> **Goal**:
Please rewrite the items below, changing "pointer output" to "point annotation output" wherever it occurs and keeping everything else the same. Leave the pictures out of your version.

-- start of Stored data --

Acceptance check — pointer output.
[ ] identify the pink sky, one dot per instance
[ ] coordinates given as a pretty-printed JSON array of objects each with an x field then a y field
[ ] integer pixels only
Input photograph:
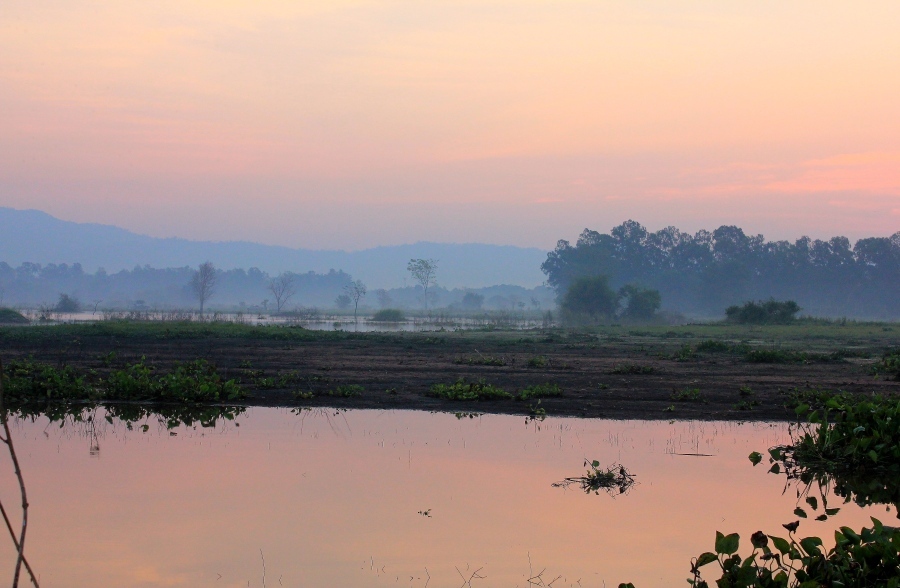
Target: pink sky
[{"x": 350, "y": 124}]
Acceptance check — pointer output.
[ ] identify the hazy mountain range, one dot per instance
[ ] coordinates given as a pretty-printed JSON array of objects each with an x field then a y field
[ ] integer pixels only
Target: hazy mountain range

-- end of Stored data --

> **Result of the task**:
Acceptance check — point annotation output.
[ ] identify the pink sky, one dot per instance
[ ] coordinates given as a pretty-printed JSON array of objects each with an x field then a y field
[ ] integer pixels only
Input photograph:
Target: pink sky
[{"x": 350, "y": 124}]
Acceptance check — point annotation output.
[ ] identify the hazy mountain range, one dot per instance
[ ] coordinates given as a pretty-printed JSON array of objects each with an x field then a y field
[ ] integer pixels only
Target: hazy mountain range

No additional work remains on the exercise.